** GIVEN REQUEST A **
According to the Valerie Graves interview, why does Graves's memoir take a new approach to the usual rags-to-riches story?
** GIVEN REQUEST B **
What is the full title of the memoir named in the Valerie Graves interview?
** GIVEN REQUEST C **
Reproduce word for word everything in the Valerie Graves interview from "VG: That’s possible, because" down to "have a preference?".

Pressure Makes Perfect

An interview with Valerie Graves


in Features

I met with Valerie Graves before her interview with Paula Marantz Cohen on The Drexel Interview. She exuded a calm and poised excitement about having so many people discussing her new book. Her memoir, Pressure Makes Diamonds: Becoming the Woman I Pretended to Be, takes a new approach to the average rags-to-riches story — mostly because Graves doesn’t come from rags at all. She starts off in a middle-class, loving family that supported her intelligence and her journey to becoming the woman she is now. Her story isn’t just about gaining success, but about how to reach back and create spaces for other women of color in advertising. Our interview was conducted in two parts, both before and after her interview with Dean Cohen. This interview was edited for length and clarity.

BW: I noticed that you are very visual in your language. Do you think that’s because of your work in advertising?

VG: That’s possible, because as a creative director I had to really focus on being more visual. I came to being a creative director from being a writer. I had to go to study film and learn how to be a more visual person. I take it as a great compliment that you find my work visual, ’cause that is the part that I probably had to work at hardest: to remember to be descriptive.

BW: Which job do you like more: being a writer or being in advertising? Do you have a preference?

** RECORD SET **
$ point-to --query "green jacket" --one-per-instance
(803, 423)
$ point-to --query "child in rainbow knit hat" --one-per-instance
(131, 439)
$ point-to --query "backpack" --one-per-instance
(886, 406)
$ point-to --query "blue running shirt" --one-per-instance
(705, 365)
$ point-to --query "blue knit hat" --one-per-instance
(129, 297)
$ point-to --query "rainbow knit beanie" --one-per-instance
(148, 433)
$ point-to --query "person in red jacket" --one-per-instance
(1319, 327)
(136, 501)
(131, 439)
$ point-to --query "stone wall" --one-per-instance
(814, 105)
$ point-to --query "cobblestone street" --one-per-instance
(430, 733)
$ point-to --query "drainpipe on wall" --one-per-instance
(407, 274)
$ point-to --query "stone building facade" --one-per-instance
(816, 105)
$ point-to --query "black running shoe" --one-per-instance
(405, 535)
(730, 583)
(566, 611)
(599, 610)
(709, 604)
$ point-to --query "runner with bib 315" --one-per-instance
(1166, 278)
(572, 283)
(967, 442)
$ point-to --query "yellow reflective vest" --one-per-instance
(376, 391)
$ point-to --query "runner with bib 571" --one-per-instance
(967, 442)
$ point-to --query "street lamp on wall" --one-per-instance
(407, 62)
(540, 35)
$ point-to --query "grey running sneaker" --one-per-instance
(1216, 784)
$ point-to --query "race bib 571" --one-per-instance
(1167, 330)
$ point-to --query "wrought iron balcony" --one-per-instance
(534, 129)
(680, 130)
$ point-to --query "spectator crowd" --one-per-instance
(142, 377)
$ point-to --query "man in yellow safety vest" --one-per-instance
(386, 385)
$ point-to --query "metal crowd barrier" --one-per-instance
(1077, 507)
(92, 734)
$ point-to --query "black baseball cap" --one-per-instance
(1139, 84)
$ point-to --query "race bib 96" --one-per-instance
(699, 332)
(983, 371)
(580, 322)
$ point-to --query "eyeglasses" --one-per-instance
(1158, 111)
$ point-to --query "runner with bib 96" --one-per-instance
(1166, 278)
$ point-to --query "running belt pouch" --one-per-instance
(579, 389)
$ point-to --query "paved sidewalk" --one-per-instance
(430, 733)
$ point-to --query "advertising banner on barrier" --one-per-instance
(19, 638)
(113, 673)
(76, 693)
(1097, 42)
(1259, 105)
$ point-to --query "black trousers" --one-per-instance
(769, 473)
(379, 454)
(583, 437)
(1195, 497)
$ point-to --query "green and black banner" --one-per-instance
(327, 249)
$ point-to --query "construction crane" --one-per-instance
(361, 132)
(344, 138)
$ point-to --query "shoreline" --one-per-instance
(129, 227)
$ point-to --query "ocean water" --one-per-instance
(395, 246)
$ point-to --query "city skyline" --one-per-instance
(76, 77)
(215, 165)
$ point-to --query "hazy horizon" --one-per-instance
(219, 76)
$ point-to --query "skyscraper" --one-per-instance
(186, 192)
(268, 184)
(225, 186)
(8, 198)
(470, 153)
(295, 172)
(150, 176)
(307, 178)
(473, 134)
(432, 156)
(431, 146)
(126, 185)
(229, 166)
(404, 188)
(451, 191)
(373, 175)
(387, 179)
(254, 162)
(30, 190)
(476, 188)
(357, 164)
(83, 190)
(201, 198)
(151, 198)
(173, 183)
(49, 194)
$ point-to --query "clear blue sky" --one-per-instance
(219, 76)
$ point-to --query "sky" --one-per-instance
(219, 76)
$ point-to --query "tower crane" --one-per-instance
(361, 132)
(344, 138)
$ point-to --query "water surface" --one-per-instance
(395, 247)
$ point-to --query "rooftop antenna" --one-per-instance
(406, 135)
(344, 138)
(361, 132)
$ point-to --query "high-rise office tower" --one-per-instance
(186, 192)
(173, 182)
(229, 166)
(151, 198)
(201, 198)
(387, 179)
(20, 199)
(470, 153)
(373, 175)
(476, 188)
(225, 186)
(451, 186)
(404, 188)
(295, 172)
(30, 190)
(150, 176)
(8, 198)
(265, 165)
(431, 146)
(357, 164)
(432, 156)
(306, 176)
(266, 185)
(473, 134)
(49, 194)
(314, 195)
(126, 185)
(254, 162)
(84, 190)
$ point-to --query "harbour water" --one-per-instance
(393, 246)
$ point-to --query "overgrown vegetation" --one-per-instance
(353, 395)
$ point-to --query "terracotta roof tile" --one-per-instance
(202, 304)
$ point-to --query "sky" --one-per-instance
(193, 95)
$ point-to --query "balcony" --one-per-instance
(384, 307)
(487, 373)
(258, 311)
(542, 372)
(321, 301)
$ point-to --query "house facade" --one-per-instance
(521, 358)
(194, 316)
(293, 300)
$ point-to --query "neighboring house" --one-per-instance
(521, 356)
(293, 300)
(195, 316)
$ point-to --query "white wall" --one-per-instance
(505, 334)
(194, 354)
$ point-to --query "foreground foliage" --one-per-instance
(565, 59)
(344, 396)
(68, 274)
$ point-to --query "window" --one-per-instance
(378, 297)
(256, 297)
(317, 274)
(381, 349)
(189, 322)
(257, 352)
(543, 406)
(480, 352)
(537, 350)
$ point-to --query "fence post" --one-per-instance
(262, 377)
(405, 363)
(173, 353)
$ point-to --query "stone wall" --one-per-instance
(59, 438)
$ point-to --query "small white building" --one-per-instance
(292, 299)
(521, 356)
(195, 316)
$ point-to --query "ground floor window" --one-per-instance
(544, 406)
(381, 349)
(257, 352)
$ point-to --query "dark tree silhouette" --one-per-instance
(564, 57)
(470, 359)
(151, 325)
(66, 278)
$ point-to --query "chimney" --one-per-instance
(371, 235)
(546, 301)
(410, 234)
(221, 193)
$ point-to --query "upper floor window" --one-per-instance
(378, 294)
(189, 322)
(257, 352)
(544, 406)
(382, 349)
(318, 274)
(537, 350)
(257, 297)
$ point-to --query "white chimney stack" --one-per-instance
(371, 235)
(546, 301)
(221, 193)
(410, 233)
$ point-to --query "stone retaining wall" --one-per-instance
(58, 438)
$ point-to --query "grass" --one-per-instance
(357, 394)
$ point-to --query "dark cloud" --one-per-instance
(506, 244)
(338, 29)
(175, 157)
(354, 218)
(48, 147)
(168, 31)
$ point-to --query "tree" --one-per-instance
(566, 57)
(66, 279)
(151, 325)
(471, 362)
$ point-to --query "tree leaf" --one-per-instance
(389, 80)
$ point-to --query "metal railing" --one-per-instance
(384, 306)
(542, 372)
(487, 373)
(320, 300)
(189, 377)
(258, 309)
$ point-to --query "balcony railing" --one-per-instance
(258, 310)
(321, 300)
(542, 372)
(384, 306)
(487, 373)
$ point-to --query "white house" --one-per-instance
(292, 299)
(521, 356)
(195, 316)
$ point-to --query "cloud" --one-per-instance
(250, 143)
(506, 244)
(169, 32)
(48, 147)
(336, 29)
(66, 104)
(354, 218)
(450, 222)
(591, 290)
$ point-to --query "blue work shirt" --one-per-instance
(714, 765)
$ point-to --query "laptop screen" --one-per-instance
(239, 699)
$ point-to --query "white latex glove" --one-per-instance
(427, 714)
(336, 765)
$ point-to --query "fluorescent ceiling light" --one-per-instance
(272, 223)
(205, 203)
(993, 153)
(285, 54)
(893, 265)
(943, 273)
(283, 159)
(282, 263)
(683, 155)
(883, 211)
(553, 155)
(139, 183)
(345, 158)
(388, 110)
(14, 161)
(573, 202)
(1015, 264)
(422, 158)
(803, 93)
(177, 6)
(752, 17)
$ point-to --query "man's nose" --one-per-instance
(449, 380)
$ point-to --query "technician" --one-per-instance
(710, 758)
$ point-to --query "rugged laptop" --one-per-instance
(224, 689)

** EXERCISE RESPONSE A **
The memoir takes a new approach mostly because Graves doesn't come from rags at all. She starts off in a middle-class, loving family that supported her intelligence and her path to becoming the woman she is now.

** EXERCISE RESPONSE B **
Pressure Makes Diamonds: Becoming the Woman I Pretended to Be.

** EXERCISE RESPONSE C **
VG: That’s possible, because as a creative director I had to really focus on being more visual. I came to being a creative director from being a writer. I had to go to study film and learn how to be a more visual person. I take it as a great compliment that you find my work visual, ’cause that is the part that I probably had to work at hardest: to remember to be descriptive.

BW: Which job do you like more: being a writer or being in advertising? Do you have a preference?